_How to complete this task_
What you return should match the listing exactly, minus its images.

_Material provided_

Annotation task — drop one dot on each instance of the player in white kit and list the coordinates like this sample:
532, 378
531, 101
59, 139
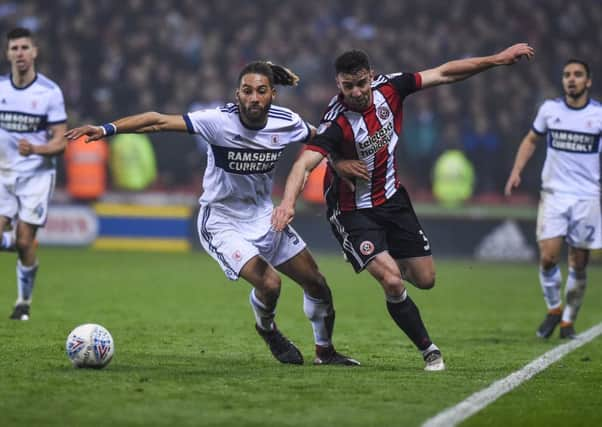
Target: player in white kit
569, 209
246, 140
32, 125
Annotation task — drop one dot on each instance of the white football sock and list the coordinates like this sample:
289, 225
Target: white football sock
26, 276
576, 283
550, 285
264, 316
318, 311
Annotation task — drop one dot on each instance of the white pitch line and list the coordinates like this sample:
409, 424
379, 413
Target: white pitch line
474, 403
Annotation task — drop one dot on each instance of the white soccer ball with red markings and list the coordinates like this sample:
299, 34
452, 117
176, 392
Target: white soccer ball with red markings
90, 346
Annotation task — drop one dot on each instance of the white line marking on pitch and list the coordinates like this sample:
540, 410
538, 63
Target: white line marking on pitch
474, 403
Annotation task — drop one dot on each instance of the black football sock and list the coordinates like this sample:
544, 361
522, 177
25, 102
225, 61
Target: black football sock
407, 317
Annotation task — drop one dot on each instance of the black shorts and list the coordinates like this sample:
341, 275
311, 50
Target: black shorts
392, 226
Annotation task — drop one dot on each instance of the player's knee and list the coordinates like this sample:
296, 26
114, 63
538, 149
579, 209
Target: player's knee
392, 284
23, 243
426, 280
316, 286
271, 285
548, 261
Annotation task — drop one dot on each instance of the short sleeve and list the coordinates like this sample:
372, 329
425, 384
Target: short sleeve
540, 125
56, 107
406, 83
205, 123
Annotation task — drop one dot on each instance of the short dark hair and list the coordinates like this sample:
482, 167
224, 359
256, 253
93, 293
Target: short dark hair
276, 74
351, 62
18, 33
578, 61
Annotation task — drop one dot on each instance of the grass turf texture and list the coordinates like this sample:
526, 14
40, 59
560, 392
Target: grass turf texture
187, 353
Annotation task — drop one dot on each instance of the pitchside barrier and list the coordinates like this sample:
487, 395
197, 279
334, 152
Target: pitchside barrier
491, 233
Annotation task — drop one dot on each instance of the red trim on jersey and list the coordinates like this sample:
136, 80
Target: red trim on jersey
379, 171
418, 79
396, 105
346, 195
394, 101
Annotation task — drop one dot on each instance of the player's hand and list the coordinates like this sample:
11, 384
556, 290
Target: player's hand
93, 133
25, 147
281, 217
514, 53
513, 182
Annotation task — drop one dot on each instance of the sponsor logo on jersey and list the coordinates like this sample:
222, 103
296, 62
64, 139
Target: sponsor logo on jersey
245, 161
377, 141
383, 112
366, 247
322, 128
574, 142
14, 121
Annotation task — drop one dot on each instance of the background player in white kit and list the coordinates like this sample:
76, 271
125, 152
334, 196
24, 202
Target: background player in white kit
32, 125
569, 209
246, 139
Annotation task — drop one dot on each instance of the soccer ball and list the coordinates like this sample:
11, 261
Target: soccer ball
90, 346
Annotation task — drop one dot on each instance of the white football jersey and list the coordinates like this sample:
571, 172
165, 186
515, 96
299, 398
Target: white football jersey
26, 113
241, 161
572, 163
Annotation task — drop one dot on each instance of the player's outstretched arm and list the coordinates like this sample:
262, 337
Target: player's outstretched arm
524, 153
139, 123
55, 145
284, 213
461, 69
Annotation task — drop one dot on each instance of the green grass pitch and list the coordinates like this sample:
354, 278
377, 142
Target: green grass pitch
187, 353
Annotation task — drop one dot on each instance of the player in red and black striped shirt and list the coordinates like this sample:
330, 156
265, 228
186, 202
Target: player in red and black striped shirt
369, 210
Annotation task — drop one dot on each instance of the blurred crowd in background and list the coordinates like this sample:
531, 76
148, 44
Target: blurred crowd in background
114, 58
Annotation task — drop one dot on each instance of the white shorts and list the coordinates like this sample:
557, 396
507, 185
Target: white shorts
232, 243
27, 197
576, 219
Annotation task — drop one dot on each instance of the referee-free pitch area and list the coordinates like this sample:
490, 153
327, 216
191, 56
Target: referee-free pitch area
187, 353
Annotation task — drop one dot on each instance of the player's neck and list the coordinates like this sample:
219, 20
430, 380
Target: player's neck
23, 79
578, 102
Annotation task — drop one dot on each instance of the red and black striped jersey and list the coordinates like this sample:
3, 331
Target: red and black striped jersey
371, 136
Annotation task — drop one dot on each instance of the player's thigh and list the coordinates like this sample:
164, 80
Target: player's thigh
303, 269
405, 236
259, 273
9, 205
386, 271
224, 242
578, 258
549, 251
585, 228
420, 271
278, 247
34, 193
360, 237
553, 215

_Answer section_
Annotation task — drop one dot on each instance of the player in white kit and list the coordinates like this sample:
532, 378
531, 101
59, 139
Target: player in white kit
569, 209
246, 140
32, 125
Annotation task — drop one dot on each instance of the white football sock and list the coordinates like this sample:
289, 225
Target: white football sock
26, 276
576, 283
550, 285
264, 316
318, 311
Annotation task — drop one dot on each instance of the white pitch line and list the coordinates like this sample:
409, 424
379, 413
Target: white pitch line
474, 403
Annotation task — drop one dot on each instance of the white soccer ball with red markings and list the coordinates like this sample:
299, 34
452, 117
176, 392
Target: white soccer ball with red markings
90, 346
Annotation task — drop one dot on each instance of the white line marking on pitch and list the coordinates like this sample:
540, 410
538, 63
Target: white line marking on pitch
474, 403
Annotation task — drop one dot on each instance of the black football sock and list the coordinates like this sample:
544, 361
522, 177
25, 102
225, 61
Target: black football sock
407, 317
Annotation task — drop one dot on each instance of the black shorts and list the coordinates like this sample:
341, 275
311, 50
Target: black shorts
392, 226
Annotation task — drop one dot on each instance of the player's knee and list the coordinates like this sample:
296, 26
114, 63
538, 149
579, 209
Target: player's knee
392, 284
23, 243
426, 280
316, 286
271, 285
548, 261
Annotation task — drop one dot on each instance of the short sleeve and list the coordinates like this sample:
372, 329
425, 384
Target: short sleeve
540, 125
56, 107
406, 83
205, 123
Annotation task — drop one dot on each instance of the short dark hair and list the coordinates like this sample:
482, 167
224, 359
256, 253
93, 293
Target: short dark hair
276, 74
351, 62
18, 33
578, 61
Annotation task — drop one dot on each instance of the grass turf texture and list the coordinates like this sample:
526, 14
40, 59
560, 392
Target: grass turf texture
187, 353
Annotation task — drop one dot on each instance of the pitchside barrier and list the coordinates like this sample:
487, 395
197, 279
334, 152
Target: pitchside barrier
491, 233
Annotation task — drop one dot on each instance of the red trim on jersey and list the coordinates like this sample:
136, 80
Target: red trim on jersey
379, 171
418, 79
396, 105
346, 195
394, 101
Annotation task — drop one dot on each instance of the player's hand and list the coordinates like this sample:
11, 384
556, 290
Target: player's hand
93, 133
25, 147
281, 217
514, 53
513, 182
Annotation task — drop one dot on each instance of the sponsor logo on jersey and list the coordinates like this sample:
222, 103
296, 62
64, 139
Target: sponsor logo on jersey
245, 161
377, 141
383, 112
366, 247
322, 128
574, 142
14, 121
Annotation task — drop one dot on each instance of the background player in white kit and list the coordinates like this sample:
76, 271
125, 152
334, 196
24, 202
Target: background player in white kit
32, 125
569, 209
246, 139
Annotation task — drop one dot on each instance of the soccer ball and list the coordinates like this sample:
11, 261
Target: soccer ball
90, 346
Annotation task — drop one dot on each instance of the white football jersey and list the coordinates like this sample:
571, 172
165, 186
515, 96
299, 398
Target: white football jersey
26, 113
241, 161
572, 163
Annotation task — drop one dot on each instance of the player's outstretched arm and list the coordinates like this sample:
262, 337
Target: player's outstretched arm
524, 153
139, 123
55, 145
284, 213
461, 69
Annotation task — drop one dot on each instance of the green grass pitch and list the coordinates like this sample:
354, 278
377, 142
Target: green grass pitch
187, 353
Annotation task — drop one dot on each instance of the player in red and black striped shirt and list the coordinates like this sample:
330, 156
265, 228
186, 202
Target: player in red and black striped shirt
369, 210
Annotation task — drop one dot on each instance of the blurred crowd in background and list the coordinates like this sample:
531, 76
148, 44
Target: blurred crowd in background
114, 58
Annotation task — drop one dot on each instance of the white shorts and list the coordinates like this sample:
557, 396
507, 185
Target: white shorts
232, 243
27, 197
576, 219
Annotation task — drop one dot on each instance of the referee-free pitch area and list the coordinates like this sample:
490, 153
327, 216
191, 56
Target: referee-free pitch area
187, 353
Annotation task — drop one dot on each instance of the player's neck and list the coordinates like this sample:
219, 20
430, 380
Target: player's neck
23, 79
578, 102
Annotation task — drop one dot on each instance of the red and black striped jersey and list the coordinates like this sample:
3, 331
Target: red and black striped jersey
371, 136
Annotation task — drop one dot on each instance of the player's thigh and list the coordinates like this sample:
164, 80
Target: player's thigh
303, 269
405, 236
259, 273
9, 205
386, 271
224, 242
578, 258
549, 251
585, 228
420, 271
278, 247
34, 193
360, 237
553, 215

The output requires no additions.